## Your task
Reproduce the following passage on the Yankees, MLB and domestic violence awareness word for word, in full.

[[ Text passage open ]]

Chapman's signing presents an opportunity to New York-based organizations to implement similar campaigns to make the best of an uncomfortable situation. I've yet to hear of any such efforts from these groups, but there's plenty of time between now and spring training to seize this chance.
"The Yankees and MLB should take the lead on raising awareness for this cause and avoid the familiar pattern of teams and leagues simply ignoring the past transgressions of players." Kavitha A. Davidson
Beyond that, the Yankees and MLB should take the lead on raising awareness for this cause and avoid the familiar pattern of teams and leagues simply ignoring the past transgressions of players, hoping we'll all just forget about it. It's not enough to just dedicate a day or a week or a month to wearing purple in a shallow show of support for domestic violence victims.
In fact, the team and the league already have a relationship with the Joe Torre Safe at Home Foundation, started by the former Yankees manager, who has a very personal connection to this issue, having grown up watching his father abuse his mother for years. Torre serves as MLB's chief baseball officer; he's in prime position to convince other league executives that it's in everyone's best interest to take a strong stance on domestic violence.
It's important to note that any such campaign can't simply stop at raising awareness. There needs to be a real effort to influence behavior and provide outlets for players and spouses experiencing abuse.

[[ Text passage closed ]]
[[ Given entries open ]]

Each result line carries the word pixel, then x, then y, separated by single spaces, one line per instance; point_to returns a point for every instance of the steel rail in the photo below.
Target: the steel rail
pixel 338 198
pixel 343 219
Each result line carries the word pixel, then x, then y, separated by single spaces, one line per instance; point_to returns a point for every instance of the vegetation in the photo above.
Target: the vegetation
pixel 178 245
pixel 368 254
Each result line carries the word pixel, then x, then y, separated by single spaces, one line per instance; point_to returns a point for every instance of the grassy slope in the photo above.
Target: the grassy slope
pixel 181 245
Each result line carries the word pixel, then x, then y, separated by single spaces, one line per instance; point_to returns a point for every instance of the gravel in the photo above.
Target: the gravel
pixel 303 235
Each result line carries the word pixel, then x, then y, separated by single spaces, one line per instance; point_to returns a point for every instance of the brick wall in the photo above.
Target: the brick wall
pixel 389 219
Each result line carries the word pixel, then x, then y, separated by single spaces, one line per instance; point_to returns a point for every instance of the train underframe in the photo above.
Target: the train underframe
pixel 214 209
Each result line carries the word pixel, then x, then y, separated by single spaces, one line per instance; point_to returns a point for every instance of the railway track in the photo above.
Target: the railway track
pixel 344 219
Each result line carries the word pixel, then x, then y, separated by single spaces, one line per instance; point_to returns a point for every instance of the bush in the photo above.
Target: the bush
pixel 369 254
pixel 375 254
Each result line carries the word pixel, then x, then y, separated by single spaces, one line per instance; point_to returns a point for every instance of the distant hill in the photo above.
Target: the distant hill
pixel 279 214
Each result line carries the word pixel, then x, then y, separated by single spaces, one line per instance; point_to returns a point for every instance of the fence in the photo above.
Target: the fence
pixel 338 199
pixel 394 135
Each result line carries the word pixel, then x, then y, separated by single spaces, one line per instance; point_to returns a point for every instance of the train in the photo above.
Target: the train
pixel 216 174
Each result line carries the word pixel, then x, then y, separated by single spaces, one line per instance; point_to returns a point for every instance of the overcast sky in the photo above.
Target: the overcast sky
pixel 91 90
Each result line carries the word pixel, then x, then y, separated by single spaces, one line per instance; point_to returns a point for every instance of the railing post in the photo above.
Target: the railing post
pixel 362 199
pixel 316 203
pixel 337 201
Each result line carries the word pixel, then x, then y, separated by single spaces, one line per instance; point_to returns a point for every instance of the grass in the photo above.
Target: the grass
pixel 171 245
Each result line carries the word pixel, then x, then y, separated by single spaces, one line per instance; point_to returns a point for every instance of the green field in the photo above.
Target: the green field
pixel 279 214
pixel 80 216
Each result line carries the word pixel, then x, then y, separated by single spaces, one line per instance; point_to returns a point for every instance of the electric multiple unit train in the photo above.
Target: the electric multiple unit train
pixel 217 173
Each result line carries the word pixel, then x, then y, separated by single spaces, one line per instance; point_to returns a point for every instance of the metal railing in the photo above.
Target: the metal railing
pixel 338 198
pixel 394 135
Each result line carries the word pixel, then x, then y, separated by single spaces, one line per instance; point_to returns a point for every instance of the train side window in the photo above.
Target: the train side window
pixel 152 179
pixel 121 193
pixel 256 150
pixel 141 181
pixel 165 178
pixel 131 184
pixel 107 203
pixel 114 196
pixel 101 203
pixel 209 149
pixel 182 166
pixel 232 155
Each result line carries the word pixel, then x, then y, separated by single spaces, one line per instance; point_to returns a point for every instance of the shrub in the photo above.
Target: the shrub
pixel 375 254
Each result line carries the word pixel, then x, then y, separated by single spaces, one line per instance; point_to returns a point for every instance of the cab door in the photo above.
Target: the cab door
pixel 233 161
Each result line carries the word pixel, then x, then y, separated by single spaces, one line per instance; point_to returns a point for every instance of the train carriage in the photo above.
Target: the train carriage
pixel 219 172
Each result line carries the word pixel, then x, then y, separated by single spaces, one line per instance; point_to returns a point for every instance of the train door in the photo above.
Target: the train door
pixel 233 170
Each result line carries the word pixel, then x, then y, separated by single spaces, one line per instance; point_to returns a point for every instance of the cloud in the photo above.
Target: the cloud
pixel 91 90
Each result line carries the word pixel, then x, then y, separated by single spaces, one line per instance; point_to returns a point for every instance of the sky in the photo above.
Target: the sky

[[ Given entries closed ]]

## Exercise output
Chapman's signing presents an opportunity to New York-based organizations to implement similar campaigns to make the best of an uncomfortable situation. I've yet to hear of any such efforts from these groups, but there's plenty of time between now and spring training to seize this chance.
"The Yankees and MLB should take the lead on raising awareness for this cause and avoid the familiar pattern of teams and leagues simply ignoring the past transgressions of players." Kavitha A. Davidson
Beyond that, the Yankees and MLB should take the lead on raising awareness for this cause and avoid the familiar pattern of teams and leagues simply ignoring the past transgressions of players, hoping we'll all just forget about it. It's not enough to just dedicate a day or a week or a month to wearing purple in a shallow show of support for domestic violence victims.
In fact, the team and the league already have a relationship with the Joe Torre Safe at Home Foundation, started by the former Yankees manager, who has a very personal connection to this issue, having grown up watching his father abuse his mother for years. Torre serves as MLB's chief baseball officer; he's in prime position to convince other league executives that it's in everyone's best interest to take a strong stance on domestic violence.
It's important to note that any such campaign can't simply stop at raising awareness. There needs to be a real effort to influence behavior and provide outlets for players and spouses experiencing abuse.